Requirements |
Below is a set of entries. Reproduce exactly the lines from the one containing "box in the photo above." through the end, both included.
>> BEGIN
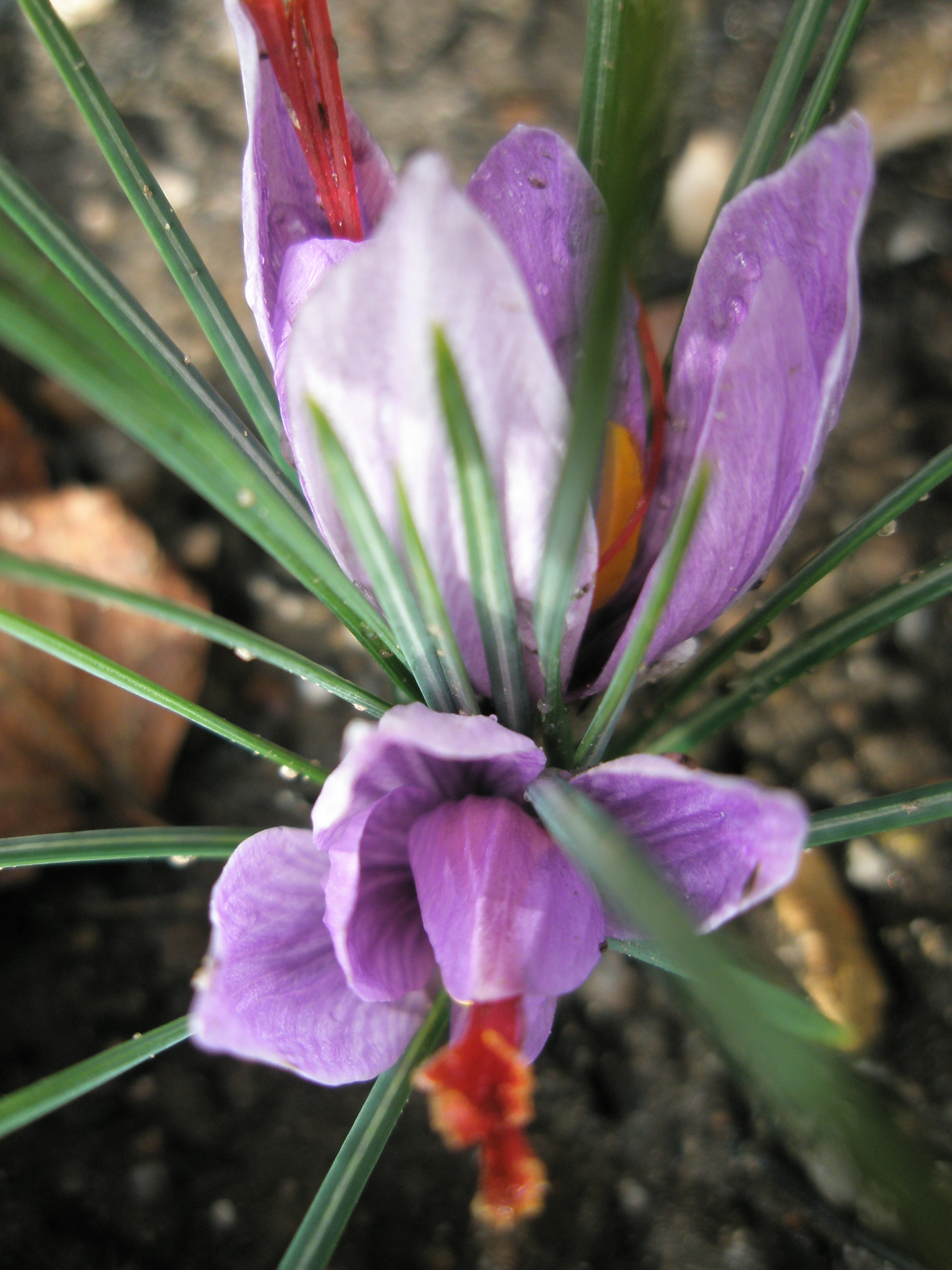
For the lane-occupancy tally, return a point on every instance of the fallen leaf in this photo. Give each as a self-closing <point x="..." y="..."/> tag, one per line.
<point x="823" y="943"/>
<point x="75" y="751"/>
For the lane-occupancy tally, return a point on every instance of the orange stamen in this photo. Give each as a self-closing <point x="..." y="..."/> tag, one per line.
<point x="304" y="55"/>
<point x="480" y="1094"/>
<point x="628" y="486"/>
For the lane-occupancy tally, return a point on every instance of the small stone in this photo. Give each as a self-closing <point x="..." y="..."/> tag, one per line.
<point x="634" y="1199"/>
<point x="695" y="188"/>
<point x="867" y="868"/>
<point x="222" y="1216"/>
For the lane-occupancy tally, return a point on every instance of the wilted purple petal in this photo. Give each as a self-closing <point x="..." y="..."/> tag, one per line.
<point x="362" y="350"/>
<point x="542" y="202"/>
<point x="280" y="205"/>
<point x="371" y="901"/>
<point x="504" y="910"/>
<point x="448" y="755"/>
<point x="272" y="989"/>
<point x="723" y="844"/>
<point x="760" y="371"/>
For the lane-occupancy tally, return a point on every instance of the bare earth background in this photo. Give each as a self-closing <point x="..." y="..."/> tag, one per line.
<point x="655" y="1158"/>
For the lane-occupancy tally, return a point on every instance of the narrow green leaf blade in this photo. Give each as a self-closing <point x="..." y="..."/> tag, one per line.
<point x="630" y="97"/>
<point x="489" y="561"/>
<point x="776" y="100"/>
<point x="103" y="668"/>
<point x="878" y="814"/>
<point x="384" y="568"/>
<point x="434" y="612"/>
<point x="784" y="1009"/>
<point x="114" y="846"/>
<point x="103" y="290"/>
<point x="616" y="698"/>
<point x="155" y="211"/>
<point x="55" y="1091"/>
<point x="809" y="649"/>
<point x="49" y="322"/>
<point x="219" y="630"/>
<point x="809" y="1089"/>
<point x="886" y="511"/>
<point x="823" y="88"/>
<point x="314" y="1245"/>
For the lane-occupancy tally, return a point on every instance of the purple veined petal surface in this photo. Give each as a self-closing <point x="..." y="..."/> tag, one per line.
<point x="507" y="914"/>
<point x="760" y="370"/>
<point x="542" y="202"/>
<point x="278" y="196"/>
<point x="539" y="1014"/>
<point x="362" y="350"/>
<point x="448" y="755"/>
<point x="272" y="989"/>
<point x="723" y="844"/>
<point x="371" y="907"/>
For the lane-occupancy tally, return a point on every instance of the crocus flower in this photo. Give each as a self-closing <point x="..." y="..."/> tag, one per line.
<point x="758" y="372"/>
<point x="427" y="864"/>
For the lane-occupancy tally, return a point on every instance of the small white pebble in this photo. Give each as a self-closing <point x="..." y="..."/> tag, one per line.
<point x="867" y="867"/>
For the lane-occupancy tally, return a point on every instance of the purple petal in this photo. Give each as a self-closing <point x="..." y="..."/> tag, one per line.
<point x="371" y="901"/>
<point x="362" y="350"/>
<point x="278" y="197"/>
<point x="761" y="366"/>
<point x="539" y="1014"/>
<point x="448" y="755"/>
<point x="720" y="842"/>
<point x="542" y="202"/>
<point x="506" y="911"/>
<point x="272" y="989"/>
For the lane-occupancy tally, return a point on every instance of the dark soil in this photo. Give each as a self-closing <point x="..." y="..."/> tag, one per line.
<point x="655" y="1156"/>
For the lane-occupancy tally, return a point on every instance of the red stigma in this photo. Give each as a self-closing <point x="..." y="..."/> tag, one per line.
<point x="655" y="379"/>
<point x="480" y="1095"/>
<point x="304" y="56"/>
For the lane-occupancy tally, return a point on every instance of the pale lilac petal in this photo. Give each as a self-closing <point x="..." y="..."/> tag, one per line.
<point x="721" y="844"/>
<point x="537" y="1015"/>
<point x="448" y="755"/>
<point x="506" y="911"/>
<point x="272" y="990"/>
<point x="761" y="366"/>
<point x="371" y="901"/>
<point x="362" y="348"/>
<point x="542" y="202"/>
<point x="278" y="196"/>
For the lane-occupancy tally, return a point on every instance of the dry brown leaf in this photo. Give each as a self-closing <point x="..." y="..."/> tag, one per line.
<point x="74" y="750"/>
<point x="823" y="943"/>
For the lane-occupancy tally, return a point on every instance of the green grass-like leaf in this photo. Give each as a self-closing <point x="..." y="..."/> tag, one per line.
<point x="616" y="696"/>
<point x="485" y="539"/>
<point x="433" y="610"/>
<point x="890" y="507"/>
<point x="810" y="1090"/>
<point x="187" y="267"/>
<point x="115" y="846"/>
<point x="876" y="814"/>
<point x="821" y="95"/>
<point x="807" y="651"/>
<point x="46" y="319"/>
<point x="324" y="1223"/>
<point x="777" y="96"/>
<point x="102" y="289"/>
<point x="384" y="568"/>
<point x="103" y="668"/>
<point x="219" y="630"/>
<point x="55" y="1091"/>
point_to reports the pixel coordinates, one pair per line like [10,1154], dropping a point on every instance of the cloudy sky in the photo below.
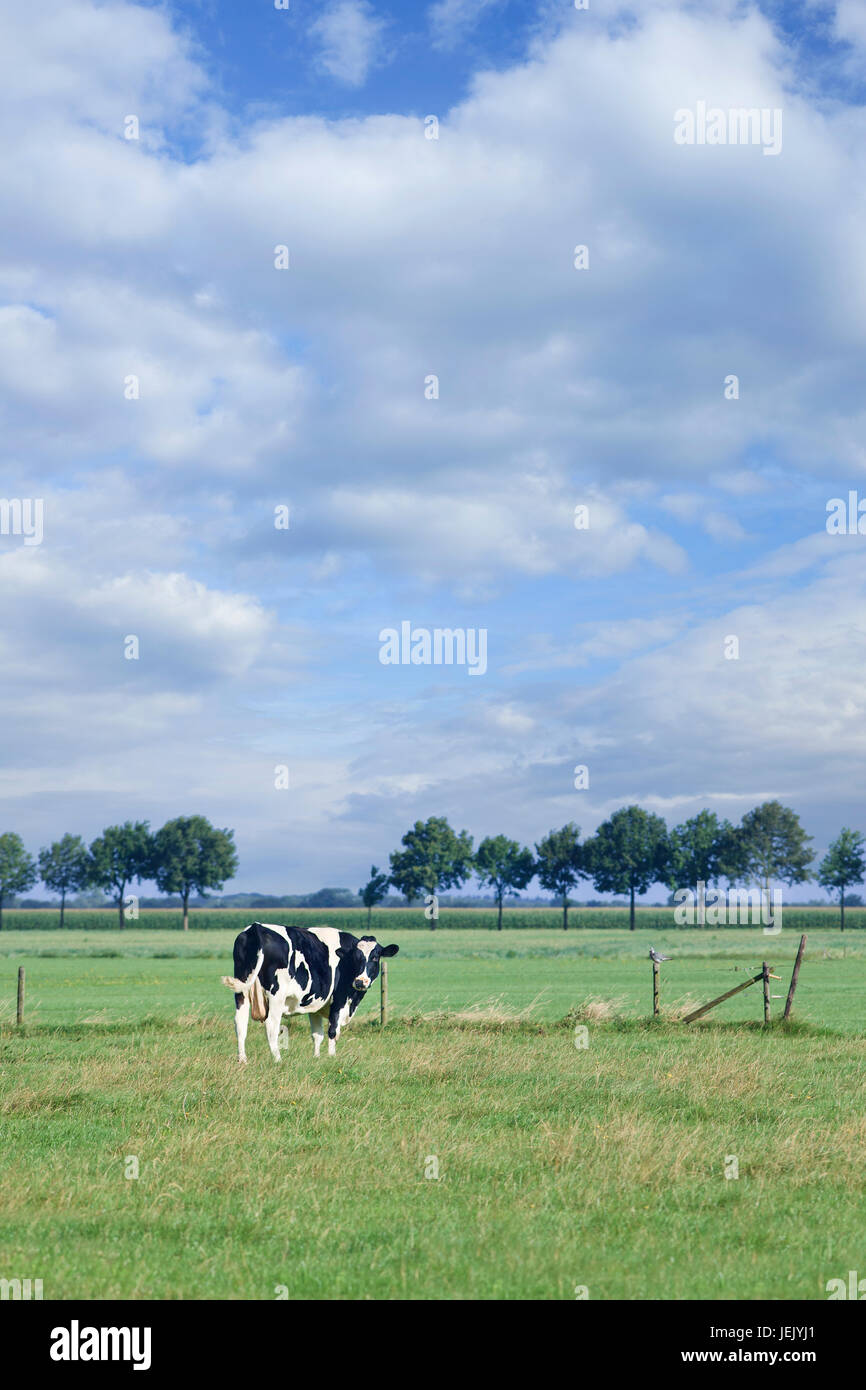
[150,264]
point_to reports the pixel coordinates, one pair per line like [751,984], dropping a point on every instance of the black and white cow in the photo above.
[316,970]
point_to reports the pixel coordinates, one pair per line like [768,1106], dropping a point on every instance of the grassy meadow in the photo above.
[559,1166]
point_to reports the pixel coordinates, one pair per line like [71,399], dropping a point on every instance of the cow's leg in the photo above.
[317,1029]
[335,1025]
[242,1018]
[271,1025]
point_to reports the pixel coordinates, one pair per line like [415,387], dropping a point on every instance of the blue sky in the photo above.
[409,257]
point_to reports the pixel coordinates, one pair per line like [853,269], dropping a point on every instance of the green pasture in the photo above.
[474,1148]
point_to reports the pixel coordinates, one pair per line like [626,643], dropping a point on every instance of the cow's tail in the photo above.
[250,988]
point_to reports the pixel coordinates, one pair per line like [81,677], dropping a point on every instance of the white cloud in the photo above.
[349,36]
[452,20]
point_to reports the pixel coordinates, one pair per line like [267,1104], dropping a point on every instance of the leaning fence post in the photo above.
[795,976]
[384,994]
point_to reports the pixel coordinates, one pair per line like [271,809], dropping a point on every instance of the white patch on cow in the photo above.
[242,1018]
[271,926]
[317,1029]
[271,1023]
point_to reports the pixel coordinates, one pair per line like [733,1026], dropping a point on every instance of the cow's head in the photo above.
[364,962]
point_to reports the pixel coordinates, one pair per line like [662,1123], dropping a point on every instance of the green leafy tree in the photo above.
[189,852]
[628,854]
[697,849]
[374,890]
[560,863]
[503,866]
[118,856]
[64,868]
[701,849]
[772,844]
[433,858]
[843,865]
[17,868]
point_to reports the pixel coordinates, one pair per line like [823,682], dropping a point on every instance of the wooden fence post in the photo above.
[795,976]
[384,994]
[705,1008]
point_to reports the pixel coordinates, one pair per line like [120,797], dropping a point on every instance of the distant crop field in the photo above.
[403,919]
[502,1159]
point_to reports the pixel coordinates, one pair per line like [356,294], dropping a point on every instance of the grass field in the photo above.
[559,1165]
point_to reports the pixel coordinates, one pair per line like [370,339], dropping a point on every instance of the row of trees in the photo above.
[628,852]
[186,855]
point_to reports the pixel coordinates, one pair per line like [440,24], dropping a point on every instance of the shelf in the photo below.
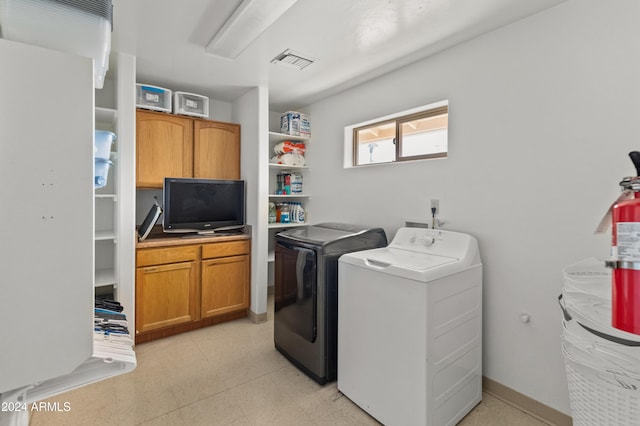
[105,277]
[105,235]
[106,196]
[278,137]
[105,117]
[289,196]
[286,167]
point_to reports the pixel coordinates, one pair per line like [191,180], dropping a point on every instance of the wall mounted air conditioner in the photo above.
[75,26]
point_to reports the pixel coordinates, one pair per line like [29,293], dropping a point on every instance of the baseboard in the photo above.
[257,318]
[528,405]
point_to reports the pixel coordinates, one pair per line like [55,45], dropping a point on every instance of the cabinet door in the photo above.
[165,295]
[225,285]
[164,148]
[216,150]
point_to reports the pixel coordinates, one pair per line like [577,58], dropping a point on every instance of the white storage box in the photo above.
[191,104]
[153,98]
[305,125]
[290,123]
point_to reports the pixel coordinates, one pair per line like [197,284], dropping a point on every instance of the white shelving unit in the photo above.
[106,214]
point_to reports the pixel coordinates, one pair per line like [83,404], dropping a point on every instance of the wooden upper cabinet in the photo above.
[164,147]
[176,146]
[216,148]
>> END
Expected answer |
point_to reports the pixel coordinates, one pair per line like [577,58], dropping a point on every instance of the white storage box in the photo above.
[191,104]
[153,98]
[305,125]
[290,123]
point_to reports the pixel coordinates, one pair per line like [197,284], dropping a point on every instance of the white shelving unit in the photo above.
[106,214]
point_to reports the pixel coordinates, one pair per line like [83,404], dropping a point on every instance of the wooden upper cabinet in the photo above.
[164,147]
[176,146]
[216,148]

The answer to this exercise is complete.